Re: Bare decorations (was ...level 2 datums) - level 2 versus level 3
Ian McIntosh wrote, partially agreeing with Nate Hayes' claim that
there is "NO way" to discuss level 2 without reference to level 3:
> It also shows that you NEED to know some of the Level 3 details to
> determine parts of the Level 2 abstract data type (eg, that Infinities
> cannot have payloads - IF 754 had used different exponent field values
> for NaNs versus Infinities, then Infinities could have had payloads).
Not so. I have no difficulty at all understanding Level 2 on its own
terms, including determining the cardinality of its support set.
Just recently I had offered a DIFFERENT level 3 way to represent
infinities with payloads that did not disturb the exponent range,
but instead reduced the payload field by one bit. In fact, 754-2008
has already reduced the NaN payload by one bit, since the bit that
distinguishes QNaN from SNaN *must* now be the high-order bit of
the trailing-significand field (unlike 754-1985 where it could be
any distinction).

——————

▶ Exercise tasks
A. In the message about level 2 versus level 3, switch "support set" to "carrier set" and write out the passage starting with "Re: Bare decorations" and going on through "its support set.".
B. Proceed with the message about level 2 versus level 3 from the point where it stops.

▶ Extracted records

——————

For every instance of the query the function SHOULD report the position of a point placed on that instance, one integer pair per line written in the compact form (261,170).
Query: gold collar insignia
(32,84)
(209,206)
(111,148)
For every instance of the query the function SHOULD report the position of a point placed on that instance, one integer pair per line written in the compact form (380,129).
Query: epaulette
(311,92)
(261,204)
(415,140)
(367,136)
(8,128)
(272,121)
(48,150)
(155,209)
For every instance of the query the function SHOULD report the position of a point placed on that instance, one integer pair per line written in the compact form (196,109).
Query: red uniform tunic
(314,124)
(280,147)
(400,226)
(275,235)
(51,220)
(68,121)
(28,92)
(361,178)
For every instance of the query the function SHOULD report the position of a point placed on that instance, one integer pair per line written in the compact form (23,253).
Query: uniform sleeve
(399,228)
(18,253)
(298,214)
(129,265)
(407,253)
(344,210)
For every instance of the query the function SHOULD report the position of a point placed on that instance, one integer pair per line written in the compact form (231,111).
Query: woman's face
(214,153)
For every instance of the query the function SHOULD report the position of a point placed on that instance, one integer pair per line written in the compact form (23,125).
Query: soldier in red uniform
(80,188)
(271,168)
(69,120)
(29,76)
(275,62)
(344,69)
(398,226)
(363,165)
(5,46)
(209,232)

——————

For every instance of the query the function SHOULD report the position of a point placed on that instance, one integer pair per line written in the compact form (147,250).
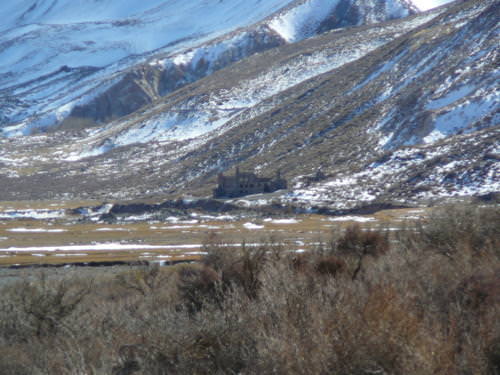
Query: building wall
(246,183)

——————

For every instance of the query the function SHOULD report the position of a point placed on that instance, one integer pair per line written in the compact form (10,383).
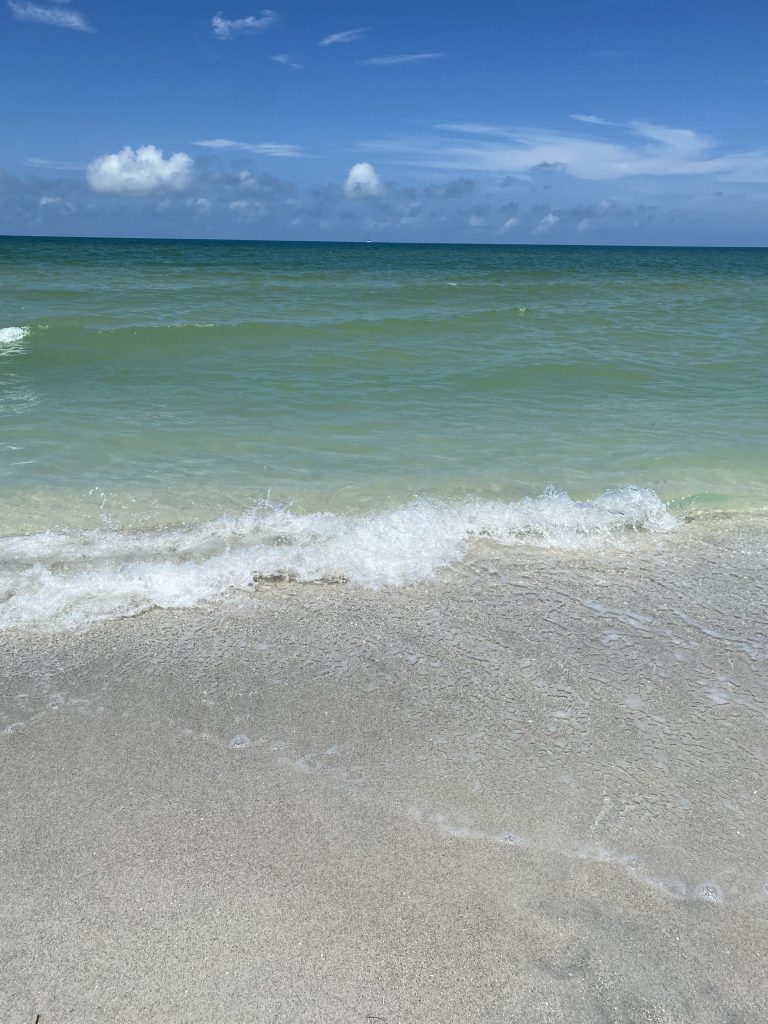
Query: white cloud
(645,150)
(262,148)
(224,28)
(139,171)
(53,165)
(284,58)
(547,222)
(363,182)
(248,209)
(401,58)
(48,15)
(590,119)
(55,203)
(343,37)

——————

▶ Per-task answers
A.
Re: Bare decorations (was ...level 2 datums) - level 2 versus level 3
Ian McIntosh wrote, partially agreeing with Nate Hayes' claim that
there is "NO way" to discuss level 2 without reference to level 3:
> It also shows that you NEED to know some of the Level 3 details to
> determine parts of the Level 2 abstract data type (eg, that Infinities
> cannot have payloads - IF 754 had used different exponent field values
> for NaNs versus Infinities, then Infinities could have had payloads).
Not so. I have no difficulty at all understanding Level 2 on its own
terms, including determining the cardinality of its carrier set.

B.
If payloads are not part of level 2, we remain with one NaN, two
Infinities (+ vs -), 2*(1+emax-emin)*2**(precision-1) Normals, two
zeros (+ vs -) and 2*(2**(precision-1)-1) subnormals.
No need for any reference to level 3.
BFP happens to represent these one-for-one at level 3 (except for NaN
payloads), whereas DFP has a fair amount of redundancy, even semantically,
as quantum selection within a cohort is considered to be a level-3 issue.
Not all semantic distinctions are thus reflected at level 2; indeed, to
the surprise of many, the QNaN vs SNaN distinction is considered to be
a level-3 distinction in 754-2008. (The significance of Q vs S is most
crucial in the definiion of comparison operators. Leaving this out from
Level 2 could have been a left-over from the 1985 situation where the
distinction between QNaN and SNaN was perhaps less solid -- I would have
preferred to include it. The exclusion of DFP cohorts from Level 2 is
justified because it permits Level 2 to be radix-independent.)
Michel.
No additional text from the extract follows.